Coordinate annotation entries
----
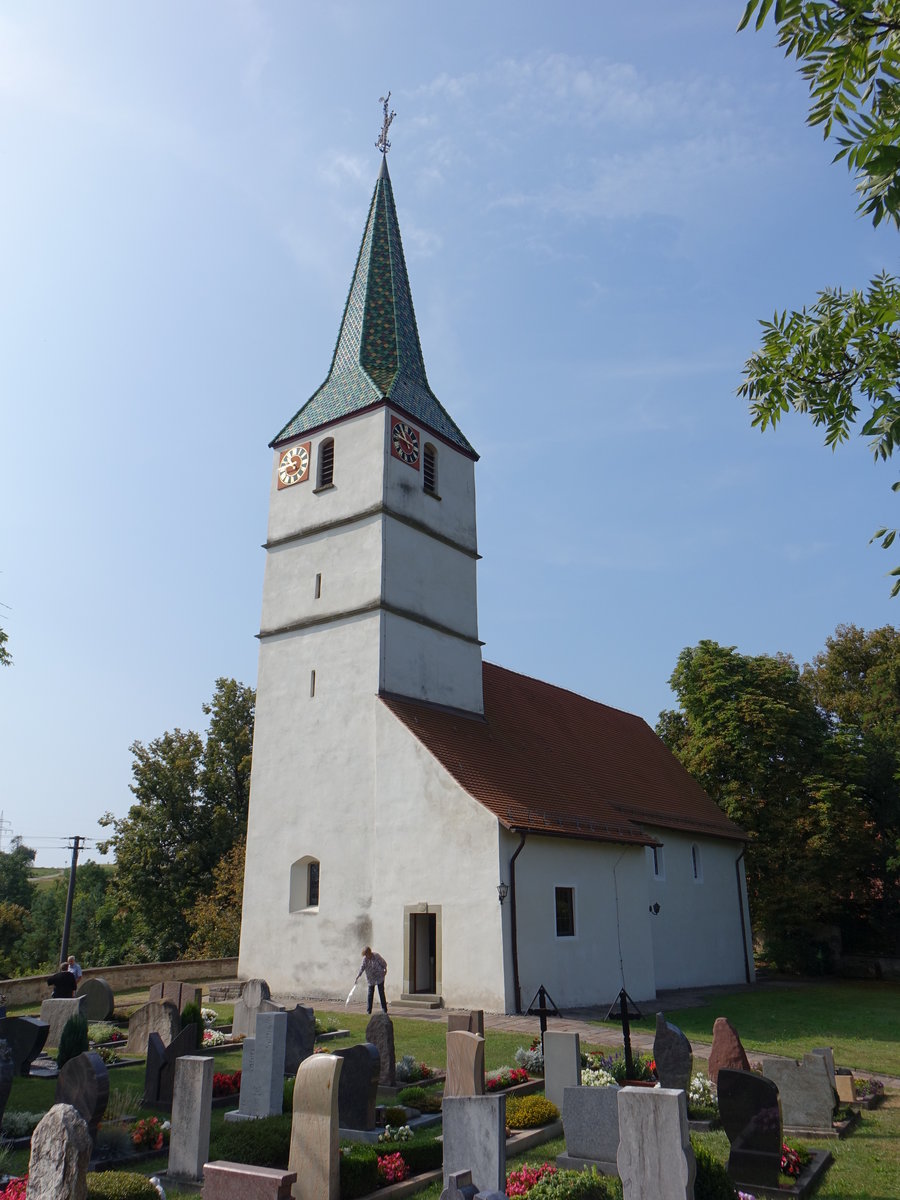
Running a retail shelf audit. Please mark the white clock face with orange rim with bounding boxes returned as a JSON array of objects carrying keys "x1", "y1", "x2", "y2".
[
  {"x1": 391, "y1": 416, "x2": 419, "y2": 470},
  {"x1": 278, "y1": 442, "x2": 310, "y2": 488}
]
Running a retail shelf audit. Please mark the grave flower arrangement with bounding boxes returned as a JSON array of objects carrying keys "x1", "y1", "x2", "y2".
[
  {"x1": 378, "y1": 1150, "x2": 409, "y2": 1183},
  {"x1": 212, "y1": 1070, "x2": 241, "y2": 1099},
  {"x1": 396, "y1": 1054, "x2": 434, "y2": 1084},
  {"x1": 128, "y1": 1117, "x2": 172, "y2": 1150},
  {"x1": 506, "y1": 1163, "x2": 557, "y2": 1196},
  {"x1": 485, "y1": 1067, "x2": 528, "y2": 1092},
  {"x1": 378, "y1": 1126, "x2": 413, "y2": 1142}
]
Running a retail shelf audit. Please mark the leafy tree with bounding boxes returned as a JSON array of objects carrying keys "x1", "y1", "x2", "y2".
[
  {"x1": 187, "y1": 838, "x2": 247, "y2": 959},
  {"x1": 656, "y1": 641, "x2": 866, "y2": 967},
  {"x1": 738, "y1": 0, "x2": 900, "y2": 595},
  {"x1": 100, "y1": 679, "x2": 254, "y2": 960}
]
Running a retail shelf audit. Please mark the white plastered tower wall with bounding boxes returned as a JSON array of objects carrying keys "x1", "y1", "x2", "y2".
[{"x1": 646, "y1": 827, "x2": 756, "y2": 989}]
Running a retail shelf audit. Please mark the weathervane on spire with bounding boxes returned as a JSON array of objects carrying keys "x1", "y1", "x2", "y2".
[{"x1": 376, "y1": 92, "x2": 397, "y2": 154}]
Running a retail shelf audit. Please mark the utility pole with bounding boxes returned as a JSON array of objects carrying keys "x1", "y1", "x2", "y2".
[{"x1": 59, "y1": 834, "x2": 84, "y2": 962}]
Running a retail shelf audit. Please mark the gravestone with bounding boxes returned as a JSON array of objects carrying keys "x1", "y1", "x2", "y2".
[
  {"x1": 366, "y1": 1013, "x2": 397, "y2": 1087},
  {"x1": 444, "y1": 1030, "x2": 485, "y2": 1096},
  {"x1": 55, "y1": 1050, "x2": 109, "y2": 1142},
  {"x1": 0, "y1": 1016, "x2": 50, "y2": 1075},
  {"x1": 148, "y1": 979, "x2": 203, "y2": 1013},
  {"x1": 0, "y1": 1040, "x2": 16, "y2": 1126},
  {"x1": 76, "y1": 977, "x2": 115, "y2": 1021},
  {"x1": 653, "y1": 1013, "x2": 694, "y2": 1092},
  {"x1": 716, "y1": 1067, "x2": 781, "y2": 1188},
  {"x1": 446, "y1": 1008, "x2": 485, "y2": 1038},
  {"x1": 125, "y1": 1000, "x2": 181, "y2": 1058},
  {"x1": 144, "y1": 1025, "x2": 197, "y2": 1108},
  {"x1": 288, "y1": 1054, "x2": 346, "y2": 1200},
  {"x1": 442, "y1": 1099, "x2": 506, "y2": 1192},
  {"x1": 544, "y1": 1030, "x2": 581, "y2": 1111},
  {"x1": 28, "y1": 1104, "x2": 91, "y2": 1200},
  {"x1": 166, "y1": 1056, "x2": 212, "y2": 1183},
  {"x1": 616, "y1": 1087, "x2": 697, "y2": 1200},
  {"x1": 708, "y1": 1016, "x2": 750, "y2": 1084},
  {"x1": 286, "y1": 1004, "x2": 316, "y2": 1075},
  {"x1": 557, "y1": 1087, "x2": 619, "y2": 1175},
  {"x1": 335, "y1": 1042, "x2": 380, "y2": 1129},
  {"x1": 41, "y1": 996, "x2": 84, "y2": 1048},
  {"x1": 763, "y1": 1054, "x2": 835, "y2": 1133},
  {"x1": 232, "y1": 1013, "x2": 288, "y2": 1121}
]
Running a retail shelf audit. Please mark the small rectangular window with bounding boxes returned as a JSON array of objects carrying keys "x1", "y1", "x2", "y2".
[{"x1": 557, "y1": 888, "x2": 575, "y2": 937}]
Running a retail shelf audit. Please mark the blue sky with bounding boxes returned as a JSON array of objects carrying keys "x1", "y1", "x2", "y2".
[{"x1": 0, "y1": 0, "x2": 898, "y2": 865}]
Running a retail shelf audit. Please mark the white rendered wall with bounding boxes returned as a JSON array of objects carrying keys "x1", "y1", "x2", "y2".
[
  {"x1": 371, "y1": 703, "x2": 505, "y2": 1013},
  {"x1": 646, "y1": 828, "x2": 755, "y2": 988},
  {"x1": 503, "y1": 833, "x2": 658, "y2": 1009}
]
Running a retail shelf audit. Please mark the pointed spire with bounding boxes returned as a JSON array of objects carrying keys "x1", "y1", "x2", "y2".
[{"x1": 271, "y1": 155, "x2": 478, "y2": 458}]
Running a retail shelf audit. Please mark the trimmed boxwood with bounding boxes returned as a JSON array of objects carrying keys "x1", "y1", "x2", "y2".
[
  {"x1": 88, "y1": 1171, "x2": 160, "y2": 1200},
  {"x1": 341, "y1": 1142, "x2": 378, "y2": 1200},
  {"x1": 209, "y1": 1114, "x2": 290, "y2": 1170}
]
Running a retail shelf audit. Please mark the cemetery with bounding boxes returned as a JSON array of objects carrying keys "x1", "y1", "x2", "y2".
[{"x1": 0, "y1": 982, "x2": 900, "y2": 1200}]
----
How many lines in the items above contain the word "wall" with matching case? Reply with the number only.

2